▶ [Data for the task]:
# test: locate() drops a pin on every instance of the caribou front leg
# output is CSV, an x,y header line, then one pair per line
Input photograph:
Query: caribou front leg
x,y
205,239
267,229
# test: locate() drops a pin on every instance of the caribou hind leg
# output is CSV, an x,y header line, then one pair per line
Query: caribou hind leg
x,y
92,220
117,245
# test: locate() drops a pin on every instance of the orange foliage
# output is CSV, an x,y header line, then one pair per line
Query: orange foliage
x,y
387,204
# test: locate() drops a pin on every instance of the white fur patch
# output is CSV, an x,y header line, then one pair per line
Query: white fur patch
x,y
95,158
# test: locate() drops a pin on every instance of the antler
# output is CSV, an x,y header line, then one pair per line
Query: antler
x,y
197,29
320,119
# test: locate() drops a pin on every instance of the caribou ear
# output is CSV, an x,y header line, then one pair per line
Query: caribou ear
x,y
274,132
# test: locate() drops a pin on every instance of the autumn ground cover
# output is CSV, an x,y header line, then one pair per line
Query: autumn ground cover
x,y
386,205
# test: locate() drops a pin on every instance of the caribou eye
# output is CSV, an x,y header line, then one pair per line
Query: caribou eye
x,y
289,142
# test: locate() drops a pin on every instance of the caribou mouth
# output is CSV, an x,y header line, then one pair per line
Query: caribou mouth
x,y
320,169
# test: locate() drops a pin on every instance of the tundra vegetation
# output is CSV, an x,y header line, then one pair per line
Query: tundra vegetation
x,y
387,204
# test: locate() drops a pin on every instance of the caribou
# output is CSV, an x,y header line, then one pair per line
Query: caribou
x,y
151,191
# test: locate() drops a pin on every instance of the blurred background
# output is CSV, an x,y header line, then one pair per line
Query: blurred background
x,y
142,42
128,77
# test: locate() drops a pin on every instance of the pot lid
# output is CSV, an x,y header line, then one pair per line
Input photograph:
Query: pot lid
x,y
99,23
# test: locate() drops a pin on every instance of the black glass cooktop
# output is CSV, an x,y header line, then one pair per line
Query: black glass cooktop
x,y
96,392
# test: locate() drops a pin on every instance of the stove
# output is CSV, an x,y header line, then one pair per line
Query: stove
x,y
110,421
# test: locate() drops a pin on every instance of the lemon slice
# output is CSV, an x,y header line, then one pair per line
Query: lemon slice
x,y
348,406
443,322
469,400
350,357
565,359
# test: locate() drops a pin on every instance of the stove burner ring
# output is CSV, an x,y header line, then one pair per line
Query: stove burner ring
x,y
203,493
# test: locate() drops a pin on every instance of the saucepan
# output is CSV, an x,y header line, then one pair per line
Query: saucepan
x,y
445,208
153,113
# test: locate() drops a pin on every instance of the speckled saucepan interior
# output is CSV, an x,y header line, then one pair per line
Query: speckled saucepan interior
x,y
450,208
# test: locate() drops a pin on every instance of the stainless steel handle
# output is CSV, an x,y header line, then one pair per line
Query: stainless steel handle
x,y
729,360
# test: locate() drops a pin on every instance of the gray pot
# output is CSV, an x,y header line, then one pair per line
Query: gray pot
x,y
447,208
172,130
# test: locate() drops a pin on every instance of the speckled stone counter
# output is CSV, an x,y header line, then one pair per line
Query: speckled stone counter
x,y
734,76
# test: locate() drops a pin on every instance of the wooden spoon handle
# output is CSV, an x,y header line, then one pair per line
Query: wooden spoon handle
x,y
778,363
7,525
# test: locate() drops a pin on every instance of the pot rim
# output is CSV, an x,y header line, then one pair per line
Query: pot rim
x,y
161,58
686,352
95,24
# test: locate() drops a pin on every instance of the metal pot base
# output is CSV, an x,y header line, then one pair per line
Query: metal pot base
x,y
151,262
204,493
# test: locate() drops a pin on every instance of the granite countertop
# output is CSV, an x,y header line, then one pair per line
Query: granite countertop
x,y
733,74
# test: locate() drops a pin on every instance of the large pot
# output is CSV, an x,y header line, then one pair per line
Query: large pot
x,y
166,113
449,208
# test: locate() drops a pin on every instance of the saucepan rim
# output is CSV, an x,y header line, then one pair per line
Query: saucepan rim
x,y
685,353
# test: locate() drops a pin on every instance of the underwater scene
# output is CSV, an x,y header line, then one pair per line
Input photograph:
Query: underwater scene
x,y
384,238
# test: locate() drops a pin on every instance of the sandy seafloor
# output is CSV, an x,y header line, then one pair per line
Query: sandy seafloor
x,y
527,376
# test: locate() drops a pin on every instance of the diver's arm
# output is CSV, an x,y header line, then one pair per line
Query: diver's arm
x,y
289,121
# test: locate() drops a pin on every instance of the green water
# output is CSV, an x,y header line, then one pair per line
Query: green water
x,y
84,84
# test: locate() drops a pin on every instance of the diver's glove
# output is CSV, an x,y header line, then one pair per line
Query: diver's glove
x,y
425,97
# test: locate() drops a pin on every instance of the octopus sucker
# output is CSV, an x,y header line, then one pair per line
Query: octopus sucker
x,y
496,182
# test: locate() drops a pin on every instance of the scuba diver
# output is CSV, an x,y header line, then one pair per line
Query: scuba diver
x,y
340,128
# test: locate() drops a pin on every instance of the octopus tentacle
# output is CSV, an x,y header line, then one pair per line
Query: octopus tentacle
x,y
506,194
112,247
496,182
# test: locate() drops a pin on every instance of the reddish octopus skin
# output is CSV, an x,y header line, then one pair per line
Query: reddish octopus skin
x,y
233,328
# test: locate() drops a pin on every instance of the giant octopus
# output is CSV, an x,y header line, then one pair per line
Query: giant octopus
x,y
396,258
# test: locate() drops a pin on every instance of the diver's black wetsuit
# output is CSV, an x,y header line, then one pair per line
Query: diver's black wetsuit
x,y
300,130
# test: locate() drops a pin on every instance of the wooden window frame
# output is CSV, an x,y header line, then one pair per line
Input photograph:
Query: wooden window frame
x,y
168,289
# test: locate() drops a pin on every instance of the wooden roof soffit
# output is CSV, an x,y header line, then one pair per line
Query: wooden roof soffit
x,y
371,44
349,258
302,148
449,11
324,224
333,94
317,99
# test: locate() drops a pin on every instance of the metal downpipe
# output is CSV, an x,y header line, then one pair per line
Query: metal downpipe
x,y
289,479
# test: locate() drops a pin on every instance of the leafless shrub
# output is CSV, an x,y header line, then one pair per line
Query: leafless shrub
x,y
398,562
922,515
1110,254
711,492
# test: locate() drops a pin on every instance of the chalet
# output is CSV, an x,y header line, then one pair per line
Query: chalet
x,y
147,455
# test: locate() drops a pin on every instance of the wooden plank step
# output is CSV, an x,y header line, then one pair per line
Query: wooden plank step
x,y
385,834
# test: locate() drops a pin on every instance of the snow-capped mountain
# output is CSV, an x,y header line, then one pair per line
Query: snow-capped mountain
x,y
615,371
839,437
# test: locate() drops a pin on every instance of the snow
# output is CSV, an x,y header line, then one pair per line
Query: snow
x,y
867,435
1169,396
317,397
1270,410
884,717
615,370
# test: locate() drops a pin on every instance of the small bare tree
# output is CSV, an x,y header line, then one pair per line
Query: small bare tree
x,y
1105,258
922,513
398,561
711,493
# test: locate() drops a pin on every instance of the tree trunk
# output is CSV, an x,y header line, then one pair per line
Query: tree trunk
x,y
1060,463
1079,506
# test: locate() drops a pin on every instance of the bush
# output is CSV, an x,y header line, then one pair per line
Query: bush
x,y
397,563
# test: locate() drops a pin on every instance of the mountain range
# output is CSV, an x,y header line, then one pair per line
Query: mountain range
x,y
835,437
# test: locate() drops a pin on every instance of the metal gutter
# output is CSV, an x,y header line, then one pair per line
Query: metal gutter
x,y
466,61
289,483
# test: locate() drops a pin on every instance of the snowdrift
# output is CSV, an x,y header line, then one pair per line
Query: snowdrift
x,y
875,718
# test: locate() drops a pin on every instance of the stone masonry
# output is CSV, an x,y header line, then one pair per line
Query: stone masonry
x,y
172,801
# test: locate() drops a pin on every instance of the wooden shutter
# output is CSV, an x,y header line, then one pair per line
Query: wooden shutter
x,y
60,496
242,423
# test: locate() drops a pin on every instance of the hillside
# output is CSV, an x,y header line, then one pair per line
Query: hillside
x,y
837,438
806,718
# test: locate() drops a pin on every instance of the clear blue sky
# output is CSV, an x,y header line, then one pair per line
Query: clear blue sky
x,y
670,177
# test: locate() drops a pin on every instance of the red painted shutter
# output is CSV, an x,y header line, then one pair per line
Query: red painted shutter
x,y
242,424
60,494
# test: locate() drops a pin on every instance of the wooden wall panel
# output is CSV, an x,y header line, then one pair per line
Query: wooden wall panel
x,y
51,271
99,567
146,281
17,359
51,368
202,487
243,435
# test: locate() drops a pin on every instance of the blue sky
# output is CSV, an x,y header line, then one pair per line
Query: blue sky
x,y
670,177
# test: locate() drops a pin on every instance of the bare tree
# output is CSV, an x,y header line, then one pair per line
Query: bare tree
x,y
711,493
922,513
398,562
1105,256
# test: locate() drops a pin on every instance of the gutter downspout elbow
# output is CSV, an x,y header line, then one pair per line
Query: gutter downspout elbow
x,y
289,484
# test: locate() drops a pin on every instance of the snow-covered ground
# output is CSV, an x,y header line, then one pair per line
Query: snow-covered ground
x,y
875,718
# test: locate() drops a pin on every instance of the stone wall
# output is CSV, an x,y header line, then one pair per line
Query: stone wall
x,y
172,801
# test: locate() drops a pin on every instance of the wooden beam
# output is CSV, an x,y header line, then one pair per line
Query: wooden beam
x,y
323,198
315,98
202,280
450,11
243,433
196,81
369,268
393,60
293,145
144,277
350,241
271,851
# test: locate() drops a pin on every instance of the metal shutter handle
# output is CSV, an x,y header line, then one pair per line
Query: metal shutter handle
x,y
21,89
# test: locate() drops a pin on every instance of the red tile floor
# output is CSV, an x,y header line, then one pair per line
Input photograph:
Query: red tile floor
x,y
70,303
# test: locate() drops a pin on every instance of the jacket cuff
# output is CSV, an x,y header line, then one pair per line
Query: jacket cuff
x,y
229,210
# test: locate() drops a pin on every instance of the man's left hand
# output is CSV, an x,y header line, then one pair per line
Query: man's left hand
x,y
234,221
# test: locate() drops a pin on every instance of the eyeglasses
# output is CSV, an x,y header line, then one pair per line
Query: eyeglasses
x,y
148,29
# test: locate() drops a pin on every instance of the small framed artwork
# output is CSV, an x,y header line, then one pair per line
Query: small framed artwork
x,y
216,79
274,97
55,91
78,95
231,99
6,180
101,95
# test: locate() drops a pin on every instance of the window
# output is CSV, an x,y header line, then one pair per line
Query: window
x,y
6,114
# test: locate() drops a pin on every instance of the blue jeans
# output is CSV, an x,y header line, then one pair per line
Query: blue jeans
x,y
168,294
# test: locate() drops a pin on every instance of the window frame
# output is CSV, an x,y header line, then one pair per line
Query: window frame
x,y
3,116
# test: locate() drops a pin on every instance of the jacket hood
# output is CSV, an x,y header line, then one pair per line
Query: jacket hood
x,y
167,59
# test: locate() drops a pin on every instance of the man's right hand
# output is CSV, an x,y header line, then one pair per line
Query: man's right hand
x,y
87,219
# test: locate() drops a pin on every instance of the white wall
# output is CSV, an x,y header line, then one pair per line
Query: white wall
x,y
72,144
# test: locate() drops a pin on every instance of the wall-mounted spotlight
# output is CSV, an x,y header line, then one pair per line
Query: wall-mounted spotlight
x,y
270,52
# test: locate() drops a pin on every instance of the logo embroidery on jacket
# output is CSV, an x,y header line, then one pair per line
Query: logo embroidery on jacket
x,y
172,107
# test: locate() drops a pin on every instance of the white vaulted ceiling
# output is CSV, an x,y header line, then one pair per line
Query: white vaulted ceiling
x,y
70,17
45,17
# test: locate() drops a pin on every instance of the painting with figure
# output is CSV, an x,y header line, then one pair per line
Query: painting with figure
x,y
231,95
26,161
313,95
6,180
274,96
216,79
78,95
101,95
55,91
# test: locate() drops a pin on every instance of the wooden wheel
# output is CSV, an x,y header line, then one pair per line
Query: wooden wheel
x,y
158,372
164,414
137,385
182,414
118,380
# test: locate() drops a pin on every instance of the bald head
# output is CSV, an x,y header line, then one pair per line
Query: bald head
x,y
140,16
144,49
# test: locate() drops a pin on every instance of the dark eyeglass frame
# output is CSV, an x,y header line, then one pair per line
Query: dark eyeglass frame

▶ [Your goal]: Please quote exactly the lines from the one containing "the wooden wheel" through the last line of the records above, both included, and nothing else.

▶ [Task output]:
# test: locate() drops a pin on every instance of the wooden wheel
# output is CSV, an x,y header line, then one pair per line
Query: wooden wheel
x,y
158,372
164,414
137,385
182,414
118,380
# test: locate() drops a pin on every instance of the bald head
# output is CSV, an x,y header line, then one pair per line
Query: bald head
x,y
140,16
144,49
# test: locate() drops a pin on every instance of the dark eyeglass frame
# output is CSV, an x,y header line, then one pair per line
Query: dark eyeglass frame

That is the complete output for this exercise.